* **WHAT YOU ARE ASKED TO DO**
Rewrite the records below with every "green leaf" replaced by "leaf" and all other text unchanged. Leave the pictures out.
-- BEGIN --
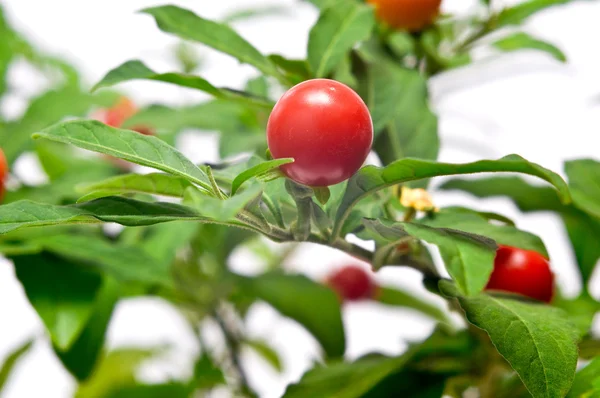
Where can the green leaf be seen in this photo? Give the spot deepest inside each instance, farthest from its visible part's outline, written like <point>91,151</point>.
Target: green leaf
<point>267,352</point>
<point>137,148</point>
<point>517,14</point>
<point>127,263</point>
<point>297,297</point>
<point>13,358</point>
<point>112,209</point>
<point>399,298</point>
<point>257,170</point>
<point>472,222</point>
<point>371,179</point>
<point>136,70</point>
<point>345,380</point>
<point>338,29</point>
<point>520,41</point>
<point>468,258</point>
<point>584,175</point>
<point>189,26</point>
<point>581,227</point>
<point>537,340</point>
<point>587,381</point>
<point>154,183</point>
<point>83,355</point>
<point>66,304</point>
<point>256,12</point>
-- END --
* **TASK ANSWER**
Where can the leaf be seen in this photo? Give the spot deepest inside each instance, farthest from its visible part's outline, written like <point>91,151</point>.
Target: leaf
<point>267,352</point>
<point>137,148</point>
<point>517,14</point>
<point>127,263</point>
<point>297,297</point>
<point>13,358</point>
<point>112,209</point>
<point>399,298</point>
<point>257,170</point>
<point>472,222</point>
<point>371,179</point>
<point>136,70</point>
<point>345,380</point>
<point>338,29</point>
<point>520,41</point>
<point>468,258</point>
<point>584,175</point>
<point>189,26</point>
<point>581,227</point>
<point>537,340</point>
<point>587,381</point>
<point>154,183</point>
<point>83,355</point>
<point>66,304</point>
<point>256,12</point>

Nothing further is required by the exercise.